Contraventions nos 2, 3 et 4

[23] La deuxième contravention concerne le fait que l'on n'accorde pas assez d'importance à l'alinéa 104(b) du Règlement d'exploitation ferroviaire du Canada (REFC), qui prévoit que l'on doit confirmer visuellement l'accomplissement d'une manœuvre d'aiguillage. La troisième contravention se rapporte au fait que la demanderesse ne supervise pas de manière adéquate les chefs de train stagiaires pendant qu'ils accomplissent des tâches cruciales liées à la sécurité. Finalement, la quatrième contravention concerne le caractère inadéquat de la formation donnée aux personnes responsables de la formation et de la supervision des chefs de train stagiaires.

[24] Tel que mentionné plus haut, les observations faites par chacune des parties au sujet de ces contraventions se recoupent grandement. Par conséquent, la question du préjudice important découlant de la mise en application de l'instruction de l'agent de SST peut être examinée de manière globale.

• _Données recueillies_:
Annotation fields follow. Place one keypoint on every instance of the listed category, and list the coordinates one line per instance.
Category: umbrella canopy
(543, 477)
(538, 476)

• _Questions et consignes_:
1 > Répondez à ces questions sur le passage consacré aux contraventions :
(a) Que prévoit l'alinéa 104(b) du REFC ?
(b) Qui la demanderesse ne supervise-t-elle pas de manière adéquate, selon la troisième contravention ?
(c) Selon le paragraphe [24], de quelle manière la question du préjudice important peut-elle être examinée ?
2 > Transcrivez, s'il vous plaît, le passage consacré aux contraventions depuis « Contraventions nos 2, 3 » jusqu'à « de train stagiaires. » inclusivement.

• _Résultats de l'exercice_:
1 >
(a) Il prévoit que l'on doit confirmer visuellement l'accomplissement d'une manœuvre d'aiguillage.
(b) Les chefs de train stagiaires, pendant qu'ils accomplissent des tâches cruciales liées à la sécurité.
(c) De manière globale.

2 >
Contraventions nos 2, 3 et 4

[23] La deuxième contravention concerne le fait que l'on n'accorde pas assez d'importance à l'alinéa 104(b) du Règlement d'exploitation ferroviaire du Canada (REFC), qui prévoit que l'on doit confirmer visuellement l'accomplissement d'une manœuvre d'aiguillage. La troisième contravention se rapporte au fait que la demanderesse ne supervise pas de manière adéquate les chefs de train stagiaires pendant qu'ils accomplissent des tâches cruciales liées à la sécurité. Finalement, la quatrième contravention concerne le caractère inadéquat de la formation donnée aux personnes responsables de la formation et de la supervision des chefs de train stagiaires.